# [Challenge]
The records that follow are to be transcribed in full, without their images.

┌──

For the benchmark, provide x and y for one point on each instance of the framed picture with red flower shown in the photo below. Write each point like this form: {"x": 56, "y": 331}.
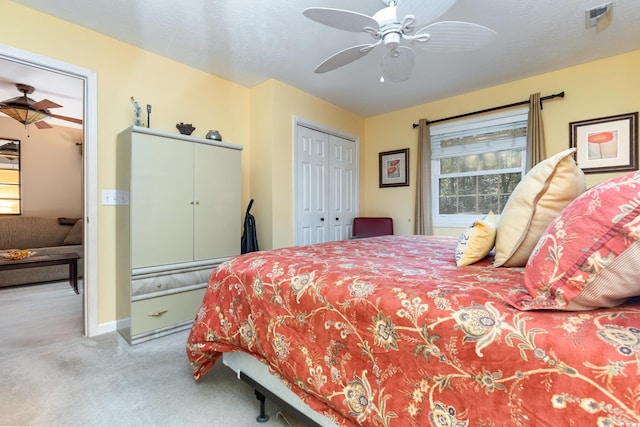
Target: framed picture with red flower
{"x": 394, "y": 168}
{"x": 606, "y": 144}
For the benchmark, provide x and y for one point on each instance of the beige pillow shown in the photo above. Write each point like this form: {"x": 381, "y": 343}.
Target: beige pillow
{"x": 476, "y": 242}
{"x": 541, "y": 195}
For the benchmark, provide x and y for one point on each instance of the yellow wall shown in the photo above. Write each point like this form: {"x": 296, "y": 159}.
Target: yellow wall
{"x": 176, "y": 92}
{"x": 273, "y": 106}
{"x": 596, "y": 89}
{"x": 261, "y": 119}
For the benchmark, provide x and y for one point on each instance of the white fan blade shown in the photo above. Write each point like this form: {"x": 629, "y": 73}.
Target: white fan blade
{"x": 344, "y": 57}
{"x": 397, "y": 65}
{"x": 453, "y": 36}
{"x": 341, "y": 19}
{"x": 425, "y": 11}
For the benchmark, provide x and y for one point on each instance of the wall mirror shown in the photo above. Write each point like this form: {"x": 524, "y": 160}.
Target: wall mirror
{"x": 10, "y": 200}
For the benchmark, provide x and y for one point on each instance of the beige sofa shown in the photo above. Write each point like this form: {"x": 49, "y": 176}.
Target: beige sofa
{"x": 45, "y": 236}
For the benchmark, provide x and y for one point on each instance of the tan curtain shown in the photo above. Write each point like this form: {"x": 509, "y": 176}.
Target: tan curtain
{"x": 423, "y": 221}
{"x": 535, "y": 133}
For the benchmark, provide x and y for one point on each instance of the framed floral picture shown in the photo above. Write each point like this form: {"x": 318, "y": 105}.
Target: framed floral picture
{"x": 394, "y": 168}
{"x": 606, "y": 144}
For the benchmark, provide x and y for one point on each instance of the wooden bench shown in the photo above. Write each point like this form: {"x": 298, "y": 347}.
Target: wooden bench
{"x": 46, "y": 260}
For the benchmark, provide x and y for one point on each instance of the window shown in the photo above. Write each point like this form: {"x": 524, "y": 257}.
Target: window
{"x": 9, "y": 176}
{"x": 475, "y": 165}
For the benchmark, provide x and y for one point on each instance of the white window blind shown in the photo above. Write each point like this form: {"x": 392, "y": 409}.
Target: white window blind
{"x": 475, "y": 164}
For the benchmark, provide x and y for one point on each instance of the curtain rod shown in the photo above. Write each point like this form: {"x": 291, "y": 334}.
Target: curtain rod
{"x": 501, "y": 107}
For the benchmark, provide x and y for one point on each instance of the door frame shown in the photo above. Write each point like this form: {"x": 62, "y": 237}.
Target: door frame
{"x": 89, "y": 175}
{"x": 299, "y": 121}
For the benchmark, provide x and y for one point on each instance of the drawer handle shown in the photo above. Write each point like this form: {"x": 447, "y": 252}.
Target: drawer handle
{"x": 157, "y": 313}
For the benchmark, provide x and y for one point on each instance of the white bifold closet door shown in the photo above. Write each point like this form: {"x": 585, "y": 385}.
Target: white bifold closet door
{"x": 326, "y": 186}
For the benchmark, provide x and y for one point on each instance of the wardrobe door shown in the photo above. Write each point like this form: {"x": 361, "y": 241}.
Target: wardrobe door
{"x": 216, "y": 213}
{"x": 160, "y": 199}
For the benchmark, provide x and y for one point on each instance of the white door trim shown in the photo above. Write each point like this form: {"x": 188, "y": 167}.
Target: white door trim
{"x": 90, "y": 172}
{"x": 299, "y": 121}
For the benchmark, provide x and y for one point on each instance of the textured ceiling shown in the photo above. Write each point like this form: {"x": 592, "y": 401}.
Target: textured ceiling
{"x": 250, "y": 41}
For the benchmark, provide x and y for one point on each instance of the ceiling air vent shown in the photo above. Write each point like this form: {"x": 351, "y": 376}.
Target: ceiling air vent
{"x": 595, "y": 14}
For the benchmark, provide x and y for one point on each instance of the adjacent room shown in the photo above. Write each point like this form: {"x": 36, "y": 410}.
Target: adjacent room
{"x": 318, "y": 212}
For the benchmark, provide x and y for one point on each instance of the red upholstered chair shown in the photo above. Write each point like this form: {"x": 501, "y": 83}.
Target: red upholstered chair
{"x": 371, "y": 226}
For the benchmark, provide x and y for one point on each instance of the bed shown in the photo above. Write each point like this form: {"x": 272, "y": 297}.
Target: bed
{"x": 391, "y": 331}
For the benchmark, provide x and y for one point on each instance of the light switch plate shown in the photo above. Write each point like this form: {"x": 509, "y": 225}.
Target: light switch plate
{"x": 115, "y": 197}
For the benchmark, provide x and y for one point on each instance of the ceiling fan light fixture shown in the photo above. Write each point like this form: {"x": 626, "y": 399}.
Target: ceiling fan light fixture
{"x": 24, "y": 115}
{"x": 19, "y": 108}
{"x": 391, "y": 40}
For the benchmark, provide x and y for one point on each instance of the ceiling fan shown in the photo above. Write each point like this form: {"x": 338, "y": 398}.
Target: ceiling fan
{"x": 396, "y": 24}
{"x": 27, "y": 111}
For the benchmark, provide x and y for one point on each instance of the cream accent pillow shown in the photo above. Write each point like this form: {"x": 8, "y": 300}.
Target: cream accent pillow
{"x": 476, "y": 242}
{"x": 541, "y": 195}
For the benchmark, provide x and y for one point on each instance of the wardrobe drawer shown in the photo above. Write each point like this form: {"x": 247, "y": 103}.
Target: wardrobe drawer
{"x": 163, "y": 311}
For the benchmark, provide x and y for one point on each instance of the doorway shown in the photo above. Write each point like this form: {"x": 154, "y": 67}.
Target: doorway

└──

# [Response for this exercise]
For the benchmark, provide x and y for one point on each instance of the framed picture with red flower shown in the photo below. Write each point like this form: {"x": 56, "y": 331}.
Target: framed picture with red flower
{"x": 394, "y": 168}
{"x": 606, "y": 144}
For the benchmark, provide x and y for one point on each instance of the beige pillow shown in the photo above. Write each point like this form: {"x": 381, "y": 343}.
Target: beige pillow
{"x": 476, "y": 242}
{"x": 541, "y": 195}
For the benchmark, provide x and y for one point on each instance of the yellow wall shown in the photo above. Write each point like this form: {"x": 296, "y": 159}.
Target: yellow wall
{"x": 176, "y": 92}
{"x": 273, "y": 106}
{"x": 596, "y": 89}
{"x": 261, "y": 119}
For the benchmark, provide x and y for one point on each instance of the white fan blade shown in the photo above. Write each point like this form: {"x": 629, "y": 73}.
Target: white fan blade
{"x": 344, "y": 57}
{"x": 397, "y": 65}
{"x": 453, "y": 36}
{"x": 341, "y": 19}
{"x": 425, "y": 11}
For the benchmark, provide x and y for one point on each instance of the wall mirror shown in the photo above. Write each point like this form: {"x": 524, "y": 160}.
Target: wall mirror
{"x": 10, "y": 200}
For the benchmark, provide x and y for one point on each instance of the beige sofa shown in the photo above. Write each point like this form: {"x": 49, "y": 176}.
Target: beige sofa
{"x": 45, "y": 236}
For the benchmark, provide x and y for one point on each instance of the tan curtain shown in the photo above. Write each point like this form: {"x": 509, "y": 176}.
Target: tan curtain
{"x": 423, "y": 221}
{"x": 535, "y": 133}
For the benchmark, provide x and y for one point on each instance of the framed floral picture shown in the photo above. Write each point like this form: {"x": 318, "y": 105}.
Target: framed floral picture
{"x": 394, "y": 168}
{"x": 606, "y": 144}
For the benchmark, provide x and y for one point on each instance of the wooden bench shown in the photo above. Write each point like this form: {"x": 298, "y": 347}.
Target: wooden bench
{"x": 46, "y": 260}
For the benchmark, provide x and y for one point on each instance of the window shown in the photo above. Write each point like this form: {"x": 524, "y": 257}.
Target: window
{"x": 9, "y": 176}
{"x": 475, "y": 165}
For the benchmark, provide x and y for one point on each instance of the white window blind shown in the photo above. Write each point like this form: {"x": 392, "y": 409}.
Target: white window blind
{"x": 475, "y": 164}
For the benchmark, provide x and y for one point on each instance of the curtain rod shown in the photo above. Write each point like this form: {"x": 291, "y": 334}.
Target: curtain rod
{"x": 501, "y": 107}
For the benchmark, provide x and y for one point on each instance of the door frame shown in the photo above. Write each point like this form: {"x": 62, "y": 237}.
Target: door frame
{"x": 89, "y": 175}
{"x": 299, "y": 121}
For the benchmark, provide x and y for one point on each instance of the drawer handle shown in the photo above. Write each point like this form: {"x": 447, "y": 252}.
Target: drawer handle
{"x": 157, "y": 313}
For the benchmark, provide x and y for one point on each instance of the white bifold closet door shown in the photo above. Write each point like this form: {"x": 585, "y": 385}.
Target: white bifold closet door
{"x": 326, "y": 186}
For the benchmark, provide x and y for one point on each instance of the wardrobe door shown in the photo above. Write each point like this form: {"x": 361, "y": 241}.
Target: wardrobe door
{"x": 216, "y": 213}
{"x": 160, "y": 199}
For the benchmark, provide x and y for one point on each instance of the white door trim shown in the photo above. Write each point like this form: {"x": 188, "y": 167}.
Target: white door trim
{"x": 90, "y": 172}
{"x": 299, "y": 121}
For the benchmark, provide x and y for one point on each instance of the textured ceiling shown in the photo above. Write each point like this form: {"x": 592, "y": 401}.
Target: textured ceiling
{"x": 250, "y": 41}
For the benchmark, provide x and y for one point on each instance of the ceiling air vent shown in the photo above. Write each point like this form: {"x": 351, "y": 376}.
Target: ceiling air vent
{"x": 595, "y": 14}
For the benchmark, provide x and y for one point on each instance of the adjacent room shown in the photo above. Write each point like this form: {"x": 36, "y": 410}.
Target: adjacent room
{"x": 318, "y": 212}
For the benchmark, provide x and y for one point on each instance of the red upholstered chair shown in the photo above. Write each point like this form: {"x": 501, "y": 83}.
Target: red upholstered chair
{"x": 371, "y": 226}
For the benchmark, provide x and y for one point on each instance of the bed shown in the photo above. Write each point like this form: {"x": 272, "y": 297}.
Target: bed
{"x": 391, "y": 331}
For the benchmark, provide x and y for one point on each instance of the light switch plate shown in the photo above. Write each point like this form: {"x": 509, "y": 225}.
Target: light switch plate
{"x": 115, "y": 197}
For the benchmark, provide x and y for one point on each instance of the ceiling fan light fixture shown in the photo above. Write each point like this form: {"x": 626, "y": 399}.
Target: ceiling fan light fixture
{"x": 24, "y": 115}
{"x": 19, "y": 108}
{"x": 391, "y": 40}
For the benchmark, provide x and y for one point on each instance of the ceiling fan shown in the photo above. Write each point like this form: {"x": 338, "y": 398}.
Target: ceiling fan
{"x": 396, "y": 24}
{"x": 27, "y": 111}
For the benchmark, provide x and y for one point on each instance of the cream accent pillow shown in the photo above. Write each point like this form: {"x": 8, "y": 300}.
Target: cream accent pillow
{"x": 476, "y": 242}
{"x": 541, "y": 195}
For the benchmark, provide x and y for one point on each instance of the wardrobe drawer shown in the photo above. Write each point like this form: {"x": 247, "y": 103}.
Target: wardrobe drawer
{"x": 163, "y": 311}
For the benchmark, provide x and y for one point on each instance of the doorway shown in the photo above. Write each point like this form: {"x": 154, "y": 67}.
Target: doorway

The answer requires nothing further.